What to do —
From the records below, take each line where the string "hair" shows up and copy it.

Saved data entries —
========

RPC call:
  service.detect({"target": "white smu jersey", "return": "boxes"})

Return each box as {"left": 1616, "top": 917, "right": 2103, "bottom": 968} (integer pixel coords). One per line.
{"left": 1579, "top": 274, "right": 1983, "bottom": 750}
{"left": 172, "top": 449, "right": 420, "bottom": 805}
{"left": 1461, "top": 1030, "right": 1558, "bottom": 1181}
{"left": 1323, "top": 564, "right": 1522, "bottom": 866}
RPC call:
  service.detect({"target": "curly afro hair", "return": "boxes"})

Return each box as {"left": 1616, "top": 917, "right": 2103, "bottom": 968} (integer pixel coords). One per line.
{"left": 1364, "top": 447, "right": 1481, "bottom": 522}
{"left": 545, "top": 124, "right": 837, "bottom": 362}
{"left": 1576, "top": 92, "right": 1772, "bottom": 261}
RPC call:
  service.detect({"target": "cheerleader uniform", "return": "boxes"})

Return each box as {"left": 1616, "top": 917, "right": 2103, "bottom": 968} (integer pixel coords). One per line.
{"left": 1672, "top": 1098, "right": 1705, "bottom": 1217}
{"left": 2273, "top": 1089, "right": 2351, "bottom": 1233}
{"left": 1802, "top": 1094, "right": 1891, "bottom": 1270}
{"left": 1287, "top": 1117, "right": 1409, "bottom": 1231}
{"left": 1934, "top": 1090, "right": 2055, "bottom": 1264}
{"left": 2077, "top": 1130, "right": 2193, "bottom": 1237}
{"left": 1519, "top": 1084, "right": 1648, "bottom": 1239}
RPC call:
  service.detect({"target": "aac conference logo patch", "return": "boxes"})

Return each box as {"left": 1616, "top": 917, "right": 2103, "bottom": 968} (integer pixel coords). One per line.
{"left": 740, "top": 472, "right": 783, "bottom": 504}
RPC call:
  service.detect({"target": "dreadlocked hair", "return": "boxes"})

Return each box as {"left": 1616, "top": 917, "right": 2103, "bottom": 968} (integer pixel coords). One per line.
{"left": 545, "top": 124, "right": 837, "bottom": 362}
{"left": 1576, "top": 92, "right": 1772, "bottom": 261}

========

Solution for this exercise —
  service.detect({"target": "curly afro hair", "return": "boxes"})
  service.detect({"target": "dreadlocked hair", "return": "boxes"})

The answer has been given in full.